**What is expected:** Copy only this range: the line with "of the cinder" through the final line of the material, inclusive at both ends.

####################

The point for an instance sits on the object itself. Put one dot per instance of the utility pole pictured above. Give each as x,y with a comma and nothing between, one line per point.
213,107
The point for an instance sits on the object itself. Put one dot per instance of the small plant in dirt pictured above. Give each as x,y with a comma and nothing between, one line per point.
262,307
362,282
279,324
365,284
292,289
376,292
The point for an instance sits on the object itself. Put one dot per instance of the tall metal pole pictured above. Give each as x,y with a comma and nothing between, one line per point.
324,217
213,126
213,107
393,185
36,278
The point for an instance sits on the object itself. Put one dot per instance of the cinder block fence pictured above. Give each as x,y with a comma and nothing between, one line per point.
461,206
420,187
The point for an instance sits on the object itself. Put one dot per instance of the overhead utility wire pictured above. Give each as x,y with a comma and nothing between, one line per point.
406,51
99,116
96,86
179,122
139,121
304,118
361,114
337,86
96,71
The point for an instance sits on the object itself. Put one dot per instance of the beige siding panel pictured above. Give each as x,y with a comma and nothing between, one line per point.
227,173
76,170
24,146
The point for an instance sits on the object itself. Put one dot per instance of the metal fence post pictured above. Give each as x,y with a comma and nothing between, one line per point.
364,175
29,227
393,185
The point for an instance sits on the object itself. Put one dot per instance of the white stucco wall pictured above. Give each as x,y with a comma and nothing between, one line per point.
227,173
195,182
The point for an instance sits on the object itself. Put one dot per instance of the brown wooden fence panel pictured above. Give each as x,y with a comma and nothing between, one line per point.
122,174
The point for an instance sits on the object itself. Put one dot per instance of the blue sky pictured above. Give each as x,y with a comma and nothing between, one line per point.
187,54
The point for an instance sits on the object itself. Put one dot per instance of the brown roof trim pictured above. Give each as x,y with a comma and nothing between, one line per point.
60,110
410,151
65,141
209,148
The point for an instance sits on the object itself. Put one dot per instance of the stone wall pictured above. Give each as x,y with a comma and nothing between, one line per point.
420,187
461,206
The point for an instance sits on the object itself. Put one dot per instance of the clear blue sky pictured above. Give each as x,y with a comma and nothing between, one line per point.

####################

**Answer to this task:**
The point for an instance sits on the object itself. Put one dot per instance of the cinder block fence pictured above. Give each as x,y with a comma and nothing between, one line per point.
461,206
420,187
The point for an instance sits on the object itself. Put one dot per instance of the overhead utility wire pictured above. Give each as x,y with a comma and nothing between, one line per point.
406,51
99,116
96,86
179,122
139,121
304,118
361,114
337,86
96,71
The point for an instance sits on the object itself. Put one dot per instance of the beige siding panel pictured above. Give each as x,y with a comma and nothing between, one line per point.
227,173
76,170
24,146
The point for an instance sits on the object itself. Put one dot per instance of the metal fence post pictured above. Give each as x,y with a comma and nothing between, one line per point.
364,175
29,227
393,185
The point for an instance sits on the object itself. Put one dot per instance of the white stucco wall pictured above. Give each as x,y with a comma and nothing between, one line per point.
227,173
195,182
The point for an instance sits on the object itself. Put one dot per instance of the brown wooden fence panel pictured above. Give each as x,y with a comma and nothing between, one line per point.
122,174
The point for an instance sits on the object itself. Put one dot per instance of the blue sky pictured above. Give each as x,y with a comma and nothing between, one line per point.
187,54
The point for an instance sits on the object itself. Put one dot per instance of the brown roof trim pictured above. Give each as x,y with a comma and nothing between, one line per point.
60,110
410,151
65,141
209,148
The point for an instance sits on the object itself. Put one dot per instance of the stone wall pictured above. Give each as x,y with a comma and nothing between, one line per point.
420,187
461,206
The point for an instance sits on the object itself. Put one dot per instance of the clear blue sky pictured above. Give each as x,y with a comma and nothing between, one line per point.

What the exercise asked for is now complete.